━━ Text for analysis

Hungarian noblewoman

Countess Antónia Erzsébet Valburga Zichy de Zich et Vásonkeő (Cífer, Kingdom of Hungary, 14 July 1816 - Dáka, Kingdom of Hungary, 25 September 1888) was a Hungarian noblewoman best known as the wife of Lajos Batthyány, the first Prime Minister of Hungary, who was executed for his participation in the Hungarian Revolution of 1848.

== Life ==

=== Early life ===
Countess Antónia Erzsébet Valburga Zichy de Zich et Vásonkeő was born into an old Hungarian aristocratic family on 14 July 1816 in Cífer, Kingdom of Hungary (today Cífer, Slovakia). Her father, Count Károly Zichy de Zich et Vásonkeő (1785–1876) served as an imperial and royal chamberlain and was a landowner. Her paternal grandparents were Count Ferenc Zichy (1749–1812) and Countess Maria Anna von Kolowrat-Krakowsky (1753–1805). Her mother was Countess Antónia Batthyány de Németújvár (1789–1825). Her maternal grandparents were Count János Nepomuk Battyhány de Németújvár (1745–1831), a landowner, and Countess Maria Johanna Antonia zu Herberstein (1766–1838). Her godparents were János Knapich royal chamberlain and his wife, Anna Szilágyi.

She was the sixth of nine children born into her parents' marriage. She had wife older siblings: Anna, who married Prince August Odescalchi, Mária (1810–1838), who married Baron Wilhelm von Walterskirchen, Antal, who was born in 1811 and died at a young age, Karolina, born in 1812 and died young and József (1814–1897), who married Melanie von Metternich-Winneburg. Her younger siblings were Károly (1817–1832), Karolina (1818–1903), who married Count György Károlyi de Nagykároly and János Nepomuk (1820–1911), who married Baroness Irma Kray de Krajova and Topolya.

=== Married life ===
Countess Zichy married Count Lajos Battyhány de Németújvár on 4 December 1834, in Pozsony (today Bratislava, Slovakia). They lived at the Battyhány Castle in Ikervár. Their son, Elemér, was born in 1846.

Lajos Battyhány was active in Hungarian politics and became the first president of the Opposition Party when it was formed in 1847. In early 1848, he was a member of the delegation sent to Vienna to King Ferdinand V, who, on March 17, entrusted him with forming the first Hungarian government. Thus, Battyhány became the first independent Prime Minister of Hungary.

The countess accompanied her husband to Pest and actively supported the revolution. On 2 October, upon seeing that he couldn't reach a compromise with the Viennese court, Battyhány resigned, but continued his service in the military.

On 9 January 1849, as they were having dinner with the countess' sister, Karolina, Battyhány was arrested. The family initially hoped that he would soon be released, but in September 1849, after the defeat of the revolution in August, he was sentenced to death by hanging.

The countess was allowed to see her husband for a last time on October 5. She managed to smuggle a small knife used for cutting paper, which Battyhány used to cut his carotid artery. As he couldn't be hung any longer, he was executed by fire squad on the following day.

=== Later life ===
The widowed countess had to leave the country, and moved to Geneva with her children. She only returned ten years later, for a Requiem that the Hungarian youth organised to remember Battyhány, who was secretly buried in the walls of the crypt of the Franciscan church in Pest and only received a funeral and official burial in 1870.

When her son met Countess Marie Louise von Wallersee, the niece of Queen Elisabeth of Hungary, and intended to marry her, Countess Zichy exclaimed in a letter: "We do not marry into the murderer family!", as she could never forgive King Franz Joseph I, Elisabeth's husband, for ordering the execution of her late husband. She threatened her son with committing suicide on the day of the wedding, and the marriage plans were abandoned.

On 13 March 1862, she and Emília Csernovics, widow of János Damjanich, a martyr of Arad, founded the Association of Hungarian Housewives.

━━━━

→ **Problem to work on**: Write out the passage of the biography of Countess Antónia Zichy starting with "She was the" and going on through "Krajova and Topolya.".

━━ Provided records

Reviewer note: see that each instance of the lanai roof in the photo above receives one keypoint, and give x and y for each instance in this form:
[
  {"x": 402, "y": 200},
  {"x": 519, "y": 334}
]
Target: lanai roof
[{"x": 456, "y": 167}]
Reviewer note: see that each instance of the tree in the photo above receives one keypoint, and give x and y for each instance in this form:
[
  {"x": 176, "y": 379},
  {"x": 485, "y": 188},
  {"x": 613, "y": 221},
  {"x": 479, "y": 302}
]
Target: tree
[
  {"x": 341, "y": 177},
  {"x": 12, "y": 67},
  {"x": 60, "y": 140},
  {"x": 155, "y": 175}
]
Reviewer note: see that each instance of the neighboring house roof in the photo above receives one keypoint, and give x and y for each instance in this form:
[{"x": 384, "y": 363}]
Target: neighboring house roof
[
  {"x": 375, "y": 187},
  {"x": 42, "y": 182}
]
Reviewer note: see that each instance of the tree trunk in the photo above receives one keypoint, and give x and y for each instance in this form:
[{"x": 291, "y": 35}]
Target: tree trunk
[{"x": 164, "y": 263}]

━━━━
━━ Provided records

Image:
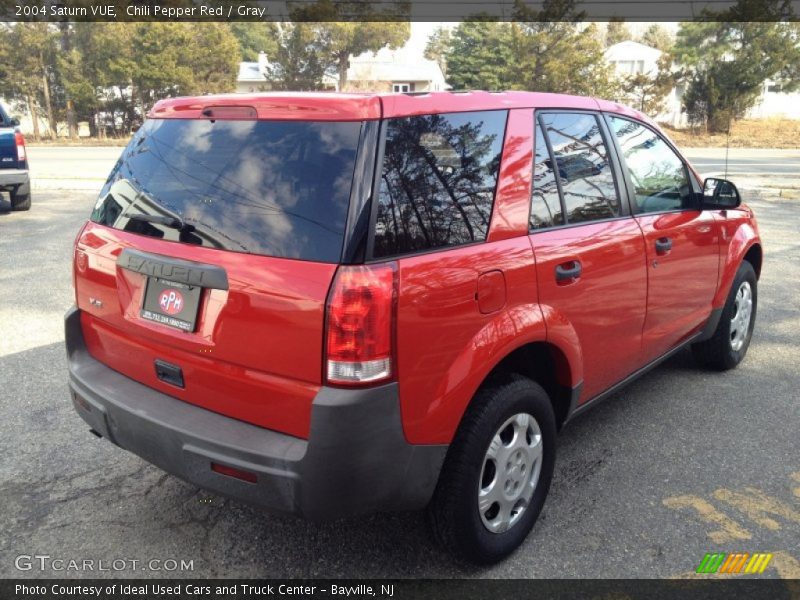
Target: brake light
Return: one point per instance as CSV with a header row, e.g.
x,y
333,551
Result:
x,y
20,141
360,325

━━━━

→ **Response box**:
She was the sixth of nine children born into her parents' marriage. She had wife older siblings: Anna, who married Prince August Odescalchi, Mária (1810–1838), who married Baron Wilhelm von Walterskirchen, Antal, who was born in 1811 and died at a young age, Karolina, born in 1812 and died young and József (1814–1897), who married Melanie von Metternich-Winneburg. Her younger siblings were Károly (1817–1832), Karolina (1818–1903), who married Count György Károlyi de Nagykároly and János Nepomuk (1820–1911), who married Baroness Irma Kray de Krajova and Topolya.